** START OF TEXT BLOCK **
Ecosyste.ms: Awesome

An open API service indexing awesome lists of open source software.

https://github.com/peterk/warcworker

A dockerized, queued high fidelity web archiver based on Squidwarc
https://github.com/peterk/warcworker

archiving high-fidelity-preservation preservation webarchives webarchiving

Last synced: about 2 months ago
JSON representation

A dockerized, queued high fidelity web archiver based on Squidwarc

Lists

README

        

# Warcworker
A dockerized queued high fidelity web archiver based on [Squidwarc](https://github.com/N0taN3rd/Squidwarc) (Chrome headless), RabbitMQ and a small web frontend. Using the scripting abilities of Squidwarc, you can add scripts that should be run for a specific job (e.g. src-set enrichment, comment expansion etc). Please note that Warcworker is not a crawler (it will not crawl a website automatically - you have to use other software to build lists of URL:s to send to Warcworker).

screenshot of Warcworker

## Installation
Copy .env_example to .env. Update information in .env.
** END OF TEXT BLOCK **
EXERCISE TASK 1 -> Transcribe the Warcworker page between "# Warcworker" and "send to Warcworker).", inclusive.
The Warcworker page and the listing are unrelated to each other.
** START OF RAW DATA **
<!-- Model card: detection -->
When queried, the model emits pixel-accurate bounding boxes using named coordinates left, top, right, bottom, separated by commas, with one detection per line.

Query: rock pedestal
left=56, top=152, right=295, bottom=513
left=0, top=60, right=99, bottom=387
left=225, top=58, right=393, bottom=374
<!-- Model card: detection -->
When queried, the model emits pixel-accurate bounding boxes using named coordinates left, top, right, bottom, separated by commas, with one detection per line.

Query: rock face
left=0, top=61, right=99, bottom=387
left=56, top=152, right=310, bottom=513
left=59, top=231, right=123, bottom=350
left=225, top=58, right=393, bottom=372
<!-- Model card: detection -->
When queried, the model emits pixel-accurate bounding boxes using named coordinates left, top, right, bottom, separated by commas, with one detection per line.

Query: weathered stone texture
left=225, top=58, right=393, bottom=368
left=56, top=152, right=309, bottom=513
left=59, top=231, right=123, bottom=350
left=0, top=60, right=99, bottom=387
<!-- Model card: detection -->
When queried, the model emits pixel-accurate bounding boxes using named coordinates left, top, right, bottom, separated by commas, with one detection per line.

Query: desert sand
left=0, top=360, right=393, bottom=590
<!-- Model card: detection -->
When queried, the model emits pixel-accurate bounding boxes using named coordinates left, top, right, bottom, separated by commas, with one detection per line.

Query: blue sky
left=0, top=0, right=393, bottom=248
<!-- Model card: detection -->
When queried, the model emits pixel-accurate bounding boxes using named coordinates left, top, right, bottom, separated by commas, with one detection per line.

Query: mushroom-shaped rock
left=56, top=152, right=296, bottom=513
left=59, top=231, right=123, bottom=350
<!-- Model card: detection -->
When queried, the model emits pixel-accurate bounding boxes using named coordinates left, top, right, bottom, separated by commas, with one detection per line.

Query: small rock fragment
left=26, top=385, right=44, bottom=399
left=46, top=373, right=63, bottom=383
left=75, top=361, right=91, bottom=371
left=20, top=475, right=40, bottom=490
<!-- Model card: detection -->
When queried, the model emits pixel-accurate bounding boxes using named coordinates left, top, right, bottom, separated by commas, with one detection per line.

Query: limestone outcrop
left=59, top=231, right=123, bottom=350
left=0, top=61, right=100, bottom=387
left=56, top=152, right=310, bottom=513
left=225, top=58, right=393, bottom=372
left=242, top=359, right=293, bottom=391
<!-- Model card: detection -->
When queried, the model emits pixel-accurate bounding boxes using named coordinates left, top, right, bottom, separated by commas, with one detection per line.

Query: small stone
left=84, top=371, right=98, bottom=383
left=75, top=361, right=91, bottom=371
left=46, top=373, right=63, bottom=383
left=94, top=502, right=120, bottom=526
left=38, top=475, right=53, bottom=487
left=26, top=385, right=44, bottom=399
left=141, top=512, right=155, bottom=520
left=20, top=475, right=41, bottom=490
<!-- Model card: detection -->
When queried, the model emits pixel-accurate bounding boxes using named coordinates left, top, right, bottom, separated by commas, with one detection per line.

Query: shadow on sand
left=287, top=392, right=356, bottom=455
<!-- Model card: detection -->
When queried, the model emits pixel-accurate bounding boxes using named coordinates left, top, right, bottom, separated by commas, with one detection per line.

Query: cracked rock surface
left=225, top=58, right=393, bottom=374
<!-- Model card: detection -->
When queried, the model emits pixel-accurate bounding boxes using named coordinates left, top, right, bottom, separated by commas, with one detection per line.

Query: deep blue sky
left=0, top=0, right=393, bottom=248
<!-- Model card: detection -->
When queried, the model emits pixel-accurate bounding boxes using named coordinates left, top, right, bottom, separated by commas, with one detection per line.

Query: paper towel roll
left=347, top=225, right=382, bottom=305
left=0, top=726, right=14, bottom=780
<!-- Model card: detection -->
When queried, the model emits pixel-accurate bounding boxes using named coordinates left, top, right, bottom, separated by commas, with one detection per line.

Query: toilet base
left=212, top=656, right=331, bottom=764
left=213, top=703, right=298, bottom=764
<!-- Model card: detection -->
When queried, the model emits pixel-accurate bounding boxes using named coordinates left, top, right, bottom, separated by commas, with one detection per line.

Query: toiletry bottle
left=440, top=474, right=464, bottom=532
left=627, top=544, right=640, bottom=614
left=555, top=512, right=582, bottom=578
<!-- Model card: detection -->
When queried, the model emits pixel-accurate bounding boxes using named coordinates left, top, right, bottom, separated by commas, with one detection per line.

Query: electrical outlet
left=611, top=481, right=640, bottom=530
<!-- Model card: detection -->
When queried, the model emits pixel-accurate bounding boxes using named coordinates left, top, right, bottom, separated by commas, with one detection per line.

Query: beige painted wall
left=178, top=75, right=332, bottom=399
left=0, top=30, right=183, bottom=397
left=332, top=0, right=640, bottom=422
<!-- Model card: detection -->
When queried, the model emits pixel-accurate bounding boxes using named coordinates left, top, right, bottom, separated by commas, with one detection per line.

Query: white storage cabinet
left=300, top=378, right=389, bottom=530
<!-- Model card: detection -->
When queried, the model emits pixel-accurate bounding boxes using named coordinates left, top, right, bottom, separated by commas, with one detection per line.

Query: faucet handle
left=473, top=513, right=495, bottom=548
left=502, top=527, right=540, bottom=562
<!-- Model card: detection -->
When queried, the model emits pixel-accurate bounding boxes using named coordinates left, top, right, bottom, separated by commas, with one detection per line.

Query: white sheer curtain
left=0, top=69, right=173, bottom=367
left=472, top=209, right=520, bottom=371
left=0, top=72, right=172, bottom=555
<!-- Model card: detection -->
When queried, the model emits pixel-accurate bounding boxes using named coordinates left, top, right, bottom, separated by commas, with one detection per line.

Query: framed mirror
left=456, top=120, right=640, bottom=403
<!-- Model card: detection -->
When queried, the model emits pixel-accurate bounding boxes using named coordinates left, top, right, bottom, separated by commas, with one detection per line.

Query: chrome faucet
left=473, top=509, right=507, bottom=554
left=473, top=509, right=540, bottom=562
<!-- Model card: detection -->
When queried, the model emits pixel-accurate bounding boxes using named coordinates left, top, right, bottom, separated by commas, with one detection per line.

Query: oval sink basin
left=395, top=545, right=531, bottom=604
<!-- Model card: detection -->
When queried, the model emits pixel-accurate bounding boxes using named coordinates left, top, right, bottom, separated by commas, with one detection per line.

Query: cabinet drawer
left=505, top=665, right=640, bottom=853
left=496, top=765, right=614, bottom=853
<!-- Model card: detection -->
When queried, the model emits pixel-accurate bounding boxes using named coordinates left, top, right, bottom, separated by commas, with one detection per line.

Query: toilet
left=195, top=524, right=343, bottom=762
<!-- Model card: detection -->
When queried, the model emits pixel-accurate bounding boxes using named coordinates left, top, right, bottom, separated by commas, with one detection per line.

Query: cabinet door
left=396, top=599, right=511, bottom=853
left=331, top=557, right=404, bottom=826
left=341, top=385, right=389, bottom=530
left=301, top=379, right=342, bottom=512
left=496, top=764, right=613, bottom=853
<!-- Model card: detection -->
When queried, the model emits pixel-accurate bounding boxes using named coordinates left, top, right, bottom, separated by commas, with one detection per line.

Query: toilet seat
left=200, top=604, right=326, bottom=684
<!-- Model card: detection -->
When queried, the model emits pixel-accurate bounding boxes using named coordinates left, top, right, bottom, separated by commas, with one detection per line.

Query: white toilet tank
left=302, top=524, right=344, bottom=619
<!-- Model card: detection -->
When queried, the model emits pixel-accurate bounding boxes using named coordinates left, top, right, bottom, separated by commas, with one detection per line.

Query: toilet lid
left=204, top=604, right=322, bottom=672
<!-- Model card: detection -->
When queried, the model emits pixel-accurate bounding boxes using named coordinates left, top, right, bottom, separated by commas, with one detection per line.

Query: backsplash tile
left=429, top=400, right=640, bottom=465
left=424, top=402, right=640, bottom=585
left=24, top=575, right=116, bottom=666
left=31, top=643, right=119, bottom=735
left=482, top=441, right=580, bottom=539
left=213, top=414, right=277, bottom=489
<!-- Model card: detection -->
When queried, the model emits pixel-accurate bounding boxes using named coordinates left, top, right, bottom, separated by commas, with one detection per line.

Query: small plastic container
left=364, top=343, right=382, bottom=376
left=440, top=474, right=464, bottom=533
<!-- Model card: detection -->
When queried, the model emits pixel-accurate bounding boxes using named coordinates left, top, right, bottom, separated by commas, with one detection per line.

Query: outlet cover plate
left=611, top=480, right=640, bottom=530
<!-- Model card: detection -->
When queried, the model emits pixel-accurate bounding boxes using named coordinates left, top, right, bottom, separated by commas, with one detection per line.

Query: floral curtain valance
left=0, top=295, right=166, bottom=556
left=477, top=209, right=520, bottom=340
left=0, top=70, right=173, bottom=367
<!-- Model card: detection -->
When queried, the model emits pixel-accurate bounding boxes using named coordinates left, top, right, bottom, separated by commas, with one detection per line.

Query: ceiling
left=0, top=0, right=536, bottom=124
** END OF RAW DATA **
EXERCISE TASK 2 -> Extract every line of the listing that contains the word "small".

FINAL RESULT 1 ->
# Warcworker
A dockerized queued high fidelity web archiver based on [Squidwarc](https://github.com/N0taN3rd/Squidwarc) (Chrome headless), RabbitMQ and a small web frontend. Using the scripting abilities of Squidwarc, you can add scripts that should be run for a specific job (e.g. src-set enrichment, comment expansion etc). Please note that Warcworker is not a crawler (it will not crawl a website automatically - you have to use other software to build lists of URL:s to send to Warcworker).

FINAL RESULT 2 ->
Query: small rock fragment
Query: small stone
Query: small plastic container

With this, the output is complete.